[What you need to do] Give each record below again, without a single difference.

[Material provided]
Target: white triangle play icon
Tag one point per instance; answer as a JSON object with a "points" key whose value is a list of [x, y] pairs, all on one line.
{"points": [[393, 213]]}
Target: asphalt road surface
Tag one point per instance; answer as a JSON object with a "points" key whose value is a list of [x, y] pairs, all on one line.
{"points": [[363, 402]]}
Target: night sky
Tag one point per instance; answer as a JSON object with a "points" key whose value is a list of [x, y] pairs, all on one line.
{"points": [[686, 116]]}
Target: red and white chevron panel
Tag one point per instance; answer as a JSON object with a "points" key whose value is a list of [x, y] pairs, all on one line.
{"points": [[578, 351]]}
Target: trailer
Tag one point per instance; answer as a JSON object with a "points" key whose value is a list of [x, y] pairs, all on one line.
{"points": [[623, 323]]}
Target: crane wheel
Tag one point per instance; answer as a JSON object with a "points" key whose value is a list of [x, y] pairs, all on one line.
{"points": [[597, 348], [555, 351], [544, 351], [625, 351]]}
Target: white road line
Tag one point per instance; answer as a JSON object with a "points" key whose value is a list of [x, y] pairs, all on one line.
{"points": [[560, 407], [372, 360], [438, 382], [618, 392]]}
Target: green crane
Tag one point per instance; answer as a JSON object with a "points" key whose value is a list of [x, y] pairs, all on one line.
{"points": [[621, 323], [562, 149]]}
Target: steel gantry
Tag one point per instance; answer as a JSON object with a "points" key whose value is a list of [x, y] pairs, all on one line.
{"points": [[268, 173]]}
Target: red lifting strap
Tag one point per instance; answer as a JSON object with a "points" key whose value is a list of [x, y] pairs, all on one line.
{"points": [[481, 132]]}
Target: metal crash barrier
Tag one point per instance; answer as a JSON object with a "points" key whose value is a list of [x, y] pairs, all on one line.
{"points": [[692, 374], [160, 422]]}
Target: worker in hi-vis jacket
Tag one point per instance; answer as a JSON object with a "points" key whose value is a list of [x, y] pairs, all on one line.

[Written solution]
Target: white triangle play icon
Tag one point per instance; answer as a JSON object with a "points" key whose value is a list of [x, y] pairs, all on one line.
{"points": [[393, 213]]}
Target: asphalt road surface
Tag one point per instance; answer as a JSON object with a "points" key whose value is a list of [x, y] pairs, all on one line.
{"points": [[363, 402]]}
Target: night sky
Tag one point per instance; answer as a JSON object with a "points" key whose value is a list of [x, y] pairs, all on one line.
{"points": [[686, 116]]}
Target: red and white chevron panel
Tag one point per instance; answer as a JSON object with a "points" key whose value is a list of [x, y] pairs, all on one line.
{"points": [[578, 351]]}
Target: trailer
Tag one point per instance; answer as a JSON object with a "points" key whose value is a list of [x, y] pairs, all on one line.
{"points": [[623, 323]]}
Target: crane wheel
Tag one point per instance; answer as a JSON object with a "points" key whose value is a list of [x, y] pairs, all on one line.
{"points": [[597, 348], [555, 351], [544, 351], [625, 351]]}
Target: white road line
Tag one point per instance; answer as a JSON object with a "points" key whose value is a list of [x, y] pairs, all on one line.
{"points": [[560, 407], [372, 360], [438, 382], [618, 392]]}
Target: green crane
Tag one point per instance; answer as a JSON object with a "points" key whose value is a list of [x, y] pairs, all on one line.
{"points": [[621, 323], [562, 149]]}
Target: steel gantry
Tag one point per instance; answer as a JSON object with a "points" key whose value is a list of [x, y] pairs, all on one line.
{"points": [[268, 173]]}
Target: red lifting strap
Tag one point per instance; answer as a JSON object with a "points" key whose value is a list of [x, y] pairs, all on one line.
{"points": [[481, 132]]}
Target: metal crash barrier
Tag one point per instance; answer as a JSON object with a "points" key whose value is a list of [x, y] pairs, all on one line.
{"points": [[692, 374], [160, 422]]}
Target: worker in hi-vis jacket
Tag one point per instance; answer as a JSON object with a "points" key whose value is a list of [x, y] pairs, all on one line.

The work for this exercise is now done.